■ Job ■
Write out the listing below line for line, without changing anything.

[start of Data supplied]

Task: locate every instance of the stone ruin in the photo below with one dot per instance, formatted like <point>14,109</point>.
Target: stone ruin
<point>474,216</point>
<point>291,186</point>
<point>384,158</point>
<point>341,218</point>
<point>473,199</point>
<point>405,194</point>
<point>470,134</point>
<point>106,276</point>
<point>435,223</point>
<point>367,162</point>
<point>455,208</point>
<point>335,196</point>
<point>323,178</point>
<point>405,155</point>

[end of Data supplied]

■ Complete response ■
Task: locate every instance of the stone ruin in the photo below with one dot per instance, formatted like <point>14,109</point>.
Target: stone ruin
<point>474,216</point>
<point>291,186</point>
<point>384,158</point>
<point>341,218</point>
<point>473,199</point>
<point>405,194</point>
<point>470,134</point>
<point>106,276</point>
<point>435,223</point>
<point>367,162</point>
<point>455,208</point>
<point>335,196</point>
<point>323,178</point>
<point>405,155</point>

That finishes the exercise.